■ **EXCERPTED PASSAGE**:
----------

What about using will forms that are available in stores or on the internet?
They may be fine for some people, but we do not recommend this practice. The form may be inadequate, or contain inadequate directions or instructions. Second, a good estate lawyer asks questions and gives advice and information along with preparing the form.
What about revocable living trusts and avoiding probate?
In recent years the practice of promoting and selling so-called “revocable living trusts” has become quite an extensive and lucrative practice. Legal services companies, financial advisors, and some lawyers aggressively advertise and promote these trusts. In our practice and experience, we have seen many instances of individuals and couples being victimized by these promoters and the trust packages they sell. A trust is certainly a valid and useful means of estate planning. However, the mass-marketed trust packages are dangerous and ill-advised. Do not purchase an estate plan from someone that conducts a seminar at a local hotel.
Can a will be contested?
Yes, a will can be contested for a variety of reasons. Grounds include: (1) that the testator (person making the will) lacked testamentary capacity (incompetence); (2) that the will results from undue influence by someone (usually a family member or caretaker upon whom the testator depended); and (3) lack of proper execution when it was signed.
The will contest is a type of lawsuit that must be initiated within certain timeframes. If you believe that you should consider contesting a will, you should contact an attorney immediately.

----------

(Point placement rows)
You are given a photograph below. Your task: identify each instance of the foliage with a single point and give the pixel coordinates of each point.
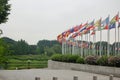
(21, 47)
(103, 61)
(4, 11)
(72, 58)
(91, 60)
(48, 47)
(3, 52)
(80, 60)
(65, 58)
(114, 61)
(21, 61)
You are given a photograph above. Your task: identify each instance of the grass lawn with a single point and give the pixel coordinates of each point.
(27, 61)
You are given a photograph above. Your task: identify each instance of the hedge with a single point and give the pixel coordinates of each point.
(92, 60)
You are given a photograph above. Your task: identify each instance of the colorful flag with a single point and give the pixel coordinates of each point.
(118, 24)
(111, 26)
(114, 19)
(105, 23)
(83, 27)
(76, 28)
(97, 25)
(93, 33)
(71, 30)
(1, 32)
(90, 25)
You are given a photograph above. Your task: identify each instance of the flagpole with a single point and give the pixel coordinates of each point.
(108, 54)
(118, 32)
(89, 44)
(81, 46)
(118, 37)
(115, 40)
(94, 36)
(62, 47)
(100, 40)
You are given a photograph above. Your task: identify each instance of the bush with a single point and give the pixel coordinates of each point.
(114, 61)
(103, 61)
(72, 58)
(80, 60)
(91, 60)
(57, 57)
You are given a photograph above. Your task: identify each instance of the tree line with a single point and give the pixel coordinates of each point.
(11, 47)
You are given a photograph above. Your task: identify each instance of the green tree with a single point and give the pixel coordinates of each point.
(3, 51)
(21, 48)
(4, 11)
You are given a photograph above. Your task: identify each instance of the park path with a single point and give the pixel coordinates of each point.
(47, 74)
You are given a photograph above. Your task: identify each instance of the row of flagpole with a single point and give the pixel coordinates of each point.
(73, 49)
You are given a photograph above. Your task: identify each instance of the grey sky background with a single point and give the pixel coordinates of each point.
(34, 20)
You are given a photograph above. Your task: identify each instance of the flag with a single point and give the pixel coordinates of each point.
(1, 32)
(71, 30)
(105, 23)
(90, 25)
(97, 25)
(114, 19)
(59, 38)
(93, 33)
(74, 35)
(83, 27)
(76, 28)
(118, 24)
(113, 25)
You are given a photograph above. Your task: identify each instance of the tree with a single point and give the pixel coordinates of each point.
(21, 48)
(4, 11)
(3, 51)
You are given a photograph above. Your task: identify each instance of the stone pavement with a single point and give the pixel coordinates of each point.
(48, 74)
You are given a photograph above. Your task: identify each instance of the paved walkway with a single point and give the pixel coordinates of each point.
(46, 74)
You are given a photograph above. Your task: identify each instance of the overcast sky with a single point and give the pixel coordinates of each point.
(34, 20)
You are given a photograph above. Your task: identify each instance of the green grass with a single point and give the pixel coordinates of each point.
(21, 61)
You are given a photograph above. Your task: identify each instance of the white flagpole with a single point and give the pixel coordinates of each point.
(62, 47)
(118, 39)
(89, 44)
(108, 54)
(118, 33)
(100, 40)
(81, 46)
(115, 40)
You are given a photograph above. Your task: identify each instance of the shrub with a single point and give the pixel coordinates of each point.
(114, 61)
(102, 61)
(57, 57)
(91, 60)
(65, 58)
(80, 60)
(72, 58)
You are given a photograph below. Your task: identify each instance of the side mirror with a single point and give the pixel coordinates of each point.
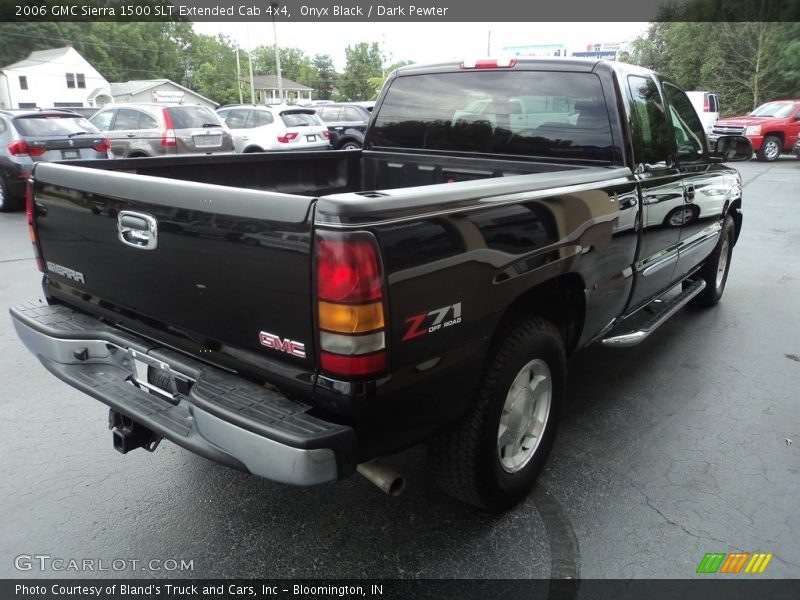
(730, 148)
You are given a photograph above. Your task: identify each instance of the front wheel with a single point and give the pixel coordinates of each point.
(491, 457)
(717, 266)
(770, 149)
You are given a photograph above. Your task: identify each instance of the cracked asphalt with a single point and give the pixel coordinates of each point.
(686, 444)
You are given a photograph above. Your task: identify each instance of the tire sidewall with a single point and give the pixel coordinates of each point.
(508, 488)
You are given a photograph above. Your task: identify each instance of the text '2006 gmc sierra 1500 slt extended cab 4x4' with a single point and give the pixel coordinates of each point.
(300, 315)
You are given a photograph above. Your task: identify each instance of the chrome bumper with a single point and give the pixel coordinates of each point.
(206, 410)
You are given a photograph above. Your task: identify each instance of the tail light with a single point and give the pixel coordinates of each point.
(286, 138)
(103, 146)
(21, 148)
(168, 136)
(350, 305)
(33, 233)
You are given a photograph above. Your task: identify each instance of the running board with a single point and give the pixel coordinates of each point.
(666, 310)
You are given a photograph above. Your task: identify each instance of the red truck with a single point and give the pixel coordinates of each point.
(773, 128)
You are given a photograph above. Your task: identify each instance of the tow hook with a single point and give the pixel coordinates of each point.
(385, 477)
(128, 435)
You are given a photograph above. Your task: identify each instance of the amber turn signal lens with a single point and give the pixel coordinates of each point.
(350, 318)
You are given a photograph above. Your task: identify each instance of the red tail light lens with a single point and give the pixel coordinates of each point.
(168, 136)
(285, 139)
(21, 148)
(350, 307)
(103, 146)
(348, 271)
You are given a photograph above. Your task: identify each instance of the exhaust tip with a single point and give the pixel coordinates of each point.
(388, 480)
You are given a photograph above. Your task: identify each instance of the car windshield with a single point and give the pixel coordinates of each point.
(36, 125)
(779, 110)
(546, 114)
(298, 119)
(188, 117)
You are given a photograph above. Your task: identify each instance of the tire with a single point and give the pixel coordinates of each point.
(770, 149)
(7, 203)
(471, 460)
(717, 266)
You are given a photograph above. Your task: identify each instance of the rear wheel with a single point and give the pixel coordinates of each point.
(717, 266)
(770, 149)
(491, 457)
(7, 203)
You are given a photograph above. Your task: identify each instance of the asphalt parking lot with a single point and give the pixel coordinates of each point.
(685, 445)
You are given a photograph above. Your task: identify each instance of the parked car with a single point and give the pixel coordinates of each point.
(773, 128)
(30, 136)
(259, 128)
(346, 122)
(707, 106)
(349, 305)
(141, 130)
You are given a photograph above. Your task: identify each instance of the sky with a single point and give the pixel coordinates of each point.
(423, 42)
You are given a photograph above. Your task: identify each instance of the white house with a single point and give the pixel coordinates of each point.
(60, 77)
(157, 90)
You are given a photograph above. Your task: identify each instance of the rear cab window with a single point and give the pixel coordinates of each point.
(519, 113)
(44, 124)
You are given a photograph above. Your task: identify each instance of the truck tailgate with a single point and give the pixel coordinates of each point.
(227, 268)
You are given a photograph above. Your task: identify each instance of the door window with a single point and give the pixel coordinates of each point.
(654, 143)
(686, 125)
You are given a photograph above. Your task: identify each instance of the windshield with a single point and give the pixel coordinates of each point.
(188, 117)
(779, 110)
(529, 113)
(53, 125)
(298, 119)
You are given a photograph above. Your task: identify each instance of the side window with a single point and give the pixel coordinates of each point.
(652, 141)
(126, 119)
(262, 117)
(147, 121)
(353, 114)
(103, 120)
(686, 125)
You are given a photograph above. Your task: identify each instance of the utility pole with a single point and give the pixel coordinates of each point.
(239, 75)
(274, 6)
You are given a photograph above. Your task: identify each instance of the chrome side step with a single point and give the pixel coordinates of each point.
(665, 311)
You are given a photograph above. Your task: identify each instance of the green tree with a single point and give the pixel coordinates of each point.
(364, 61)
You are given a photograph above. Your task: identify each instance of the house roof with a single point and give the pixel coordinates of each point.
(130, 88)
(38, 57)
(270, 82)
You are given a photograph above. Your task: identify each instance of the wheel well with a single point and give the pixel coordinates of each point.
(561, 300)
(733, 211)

----------

■ **EXERCISE SET**:
[a] In the estate planning text, who does it say not to buy an estate plan from?
[b] Count the lines in the rows that contain the word "below" and give only the number.

■ **TASK RESPONSES**:
[a] Someone who conducts a seminar at a local hotel.

[b] 2